* Your tasks:
a: Decide whether each of these statements agrees with the Dipendu Biswas biography, answering yes or no and quoting the words from it that settle the point: (i) He graduated from the Tata Football Academy in 1996. (ii) He won the 2014 election from Basirhat. (iii) His earnings in 1999–2000 were higher than in 1998–1999.
b: Continue the biography of footballer Dipendu Biswas, starting right after its last sentence.

* Source:
BEGIN
Dipendu Biswas (29 September 1981) is an Indian retired professional footballer, who is technical director of the I-League outfit Mohammedan Sporting Club. His father is from Bengal and his mother is from Kerala, Thalasseri, Kannur district. He graduated from the Tata Football Academy in 1996. He rejoined Mohun Bagan in 2012.

His earnings in 1998–1999 were reported to be Rs1.2 million and in 1999–2000 were Rs0.8 million. In 2011, he was one of a handful of players who were sold land by the government at subsidised prices because they had "made the state proud at national and international levels."

In 2014, he ran for election from Basirhat in West Bengal under the Trinamool Congress party ticket, and was defeated by Bharatiya Janata Party's candidate, Samik Bhattacharya. In the 2016 state assembly election he defeated Bhattacharya by more than 20,000 votes.

He joined Bharatiya Janata Party on 8 March 2021.
END
* Items:
BEGIN
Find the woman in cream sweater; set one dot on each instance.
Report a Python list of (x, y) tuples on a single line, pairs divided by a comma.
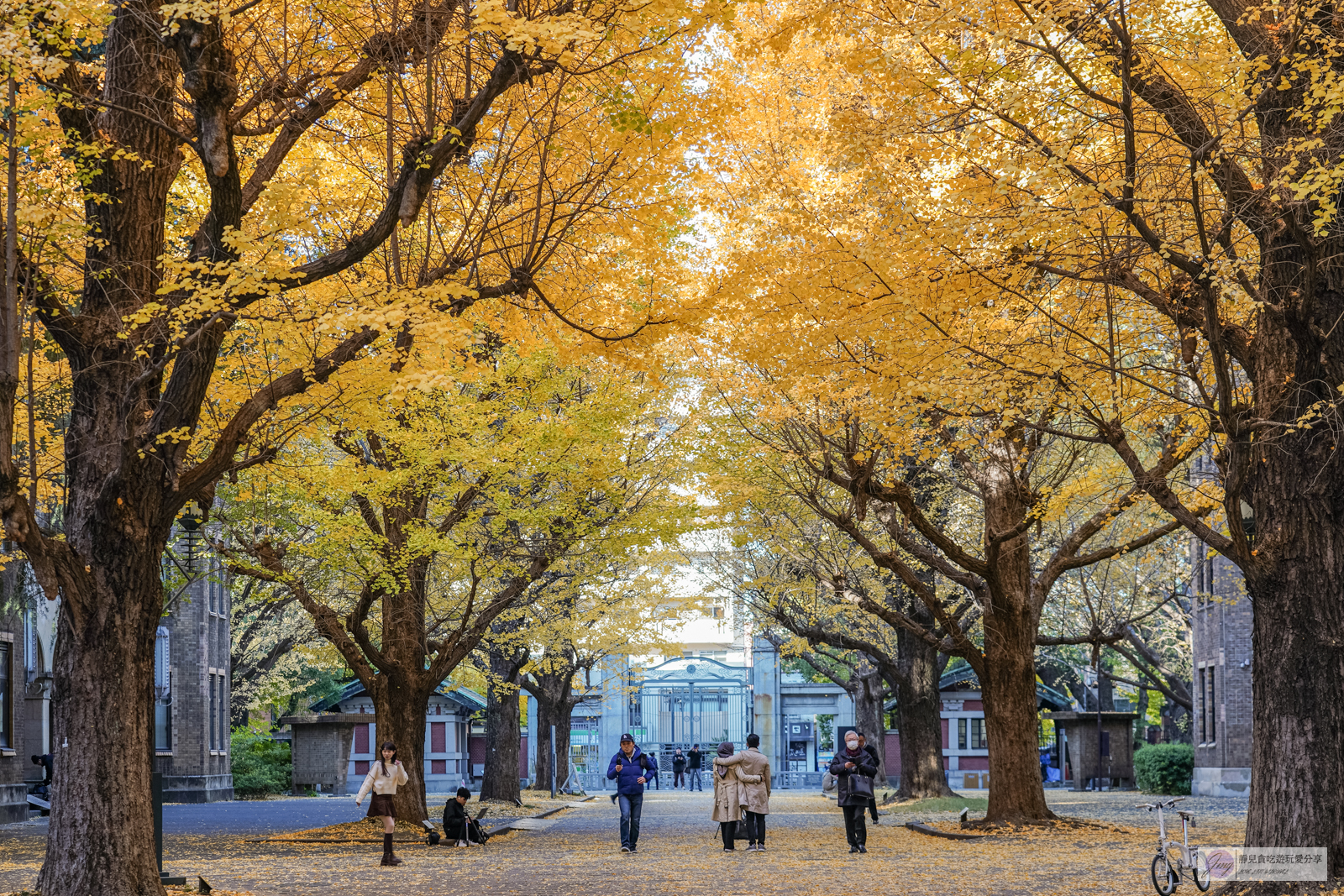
[(383, 779)]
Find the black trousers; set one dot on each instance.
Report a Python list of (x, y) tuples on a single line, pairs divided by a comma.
[(729, 829), (855, 825), (756, 826)]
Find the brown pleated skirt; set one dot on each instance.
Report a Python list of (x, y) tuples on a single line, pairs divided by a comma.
[(381, 805)]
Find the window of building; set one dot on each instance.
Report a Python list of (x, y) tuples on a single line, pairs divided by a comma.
[(1203, 705), (438, 736), (30, 636), (6, 694), (223, 714), (214, 735), (163, 692), (978, 735), (1213, 707)]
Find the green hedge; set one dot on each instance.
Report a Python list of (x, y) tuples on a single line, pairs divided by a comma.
[(1164, 768), (260, 765)]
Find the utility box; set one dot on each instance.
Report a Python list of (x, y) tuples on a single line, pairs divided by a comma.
[(1101, 750), (320, 748)]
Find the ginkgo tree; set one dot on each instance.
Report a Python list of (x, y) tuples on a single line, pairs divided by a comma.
[(417, 524), (222, 268), (1137, 206), (611, 609)]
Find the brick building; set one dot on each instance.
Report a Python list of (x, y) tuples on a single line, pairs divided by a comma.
[(1221, 627), (192, 684), (450, 741)]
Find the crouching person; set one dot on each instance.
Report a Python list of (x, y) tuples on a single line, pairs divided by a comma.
[(456, 819)]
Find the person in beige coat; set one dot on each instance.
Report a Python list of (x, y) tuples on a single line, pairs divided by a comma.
[(383, 778), (757, 805), (730, 795)]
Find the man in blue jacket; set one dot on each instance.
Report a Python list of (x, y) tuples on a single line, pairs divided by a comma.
[(629, 768)]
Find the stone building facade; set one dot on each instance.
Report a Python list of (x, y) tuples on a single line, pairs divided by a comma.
[(13, 661), (448, 734), (192, 683), (1221, 624)]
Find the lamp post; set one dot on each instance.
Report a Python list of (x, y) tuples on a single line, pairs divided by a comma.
[(192, 517)]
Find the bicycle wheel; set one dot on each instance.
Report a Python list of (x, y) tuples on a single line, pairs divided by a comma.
[(1164, 879), (1200, 871)]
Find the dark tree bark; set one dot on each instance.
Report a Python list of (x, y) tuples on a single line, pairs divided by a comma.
[(920, 711), (555, 701), (128, 474), (503, 728)]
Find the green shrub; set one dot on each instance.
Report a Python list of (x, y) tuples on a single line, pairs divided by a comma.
[(1164, 768), (260, 765)]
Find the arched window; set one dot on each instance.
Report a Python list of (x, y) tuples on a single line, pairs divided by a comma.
[(163, 692)]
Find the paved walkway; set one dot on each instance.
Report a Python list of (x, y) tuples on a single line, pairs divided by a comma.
[(679, 856)]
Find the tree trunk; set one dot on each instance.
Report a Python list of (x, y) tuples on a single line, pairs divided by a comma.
[(1008, 687), (1297, 743), (869, 692), (503, 731), (400, 716), (101, 839), (920, 708), (554, 707)]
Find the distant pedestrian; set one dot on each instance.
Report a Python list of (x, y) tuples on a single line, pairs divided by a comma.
[(383, 778), (678, 768), (692, 768), (757, 793), (873, 752), (631, 768), (730, 797), (848, 766)]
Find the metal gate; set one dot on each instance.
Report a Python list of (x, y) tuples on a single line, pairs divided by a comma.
[(691, 700)]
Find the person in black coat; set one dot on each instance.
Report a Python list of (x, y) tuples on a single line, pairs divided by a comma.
[(692, 768), (456, 821), (873, 752), (847, 766)]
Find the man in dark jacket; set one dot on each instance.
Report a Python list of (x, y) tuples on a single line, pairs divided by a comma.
[(877, 761), (848, 765), (629, 768), (692, 768), (456, 821)]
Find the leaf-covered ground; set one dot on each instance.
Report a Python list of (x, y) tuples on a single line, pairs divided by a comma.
[(680, 855)]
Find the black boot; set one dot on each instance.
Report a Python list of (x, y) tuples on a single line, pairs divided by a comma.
[(389, 856)]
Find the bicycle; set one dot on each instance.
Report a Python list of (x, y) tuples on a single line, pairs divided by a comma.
[(1173, 859)]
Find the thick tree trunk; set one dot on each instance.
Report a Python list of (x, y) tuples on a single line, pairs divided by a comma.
[(554, 707), (501, 731), (1008, 688), (869, 692), (101, 839), (1296, 486), (1297, 745), (400, 716), (553, 714), (920, 708)]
END
* Responses by task:
a:
(i) Yes: "He graduated from the Tata Football Academy in 1996."
(ii) No: "was defeated by Bharatiya Janata Party's candidate, Samik Bhattacharya."
(iii) No: "His earnings in 1998–1999 were reported to be Rs1.2 million and in 1999–2000 were Rs0.8 million."

b:
Honours
East Bengal
IFA Shield: 2000

Bengal
Santosh Trophy: 1996–97, 1998–99

Achievements
 Represented  Mohun Bagan AC as a forward from 2005 to 2007 and rejoined the club in 2012
 Played for East Bengal FC as a forward between 2007 and 2008
 In July 2020, Biswas became the football secretary of Mohammedan Sporting Club. In the 129-year history of the club, he is the first footballer who has been appointed a football secretary.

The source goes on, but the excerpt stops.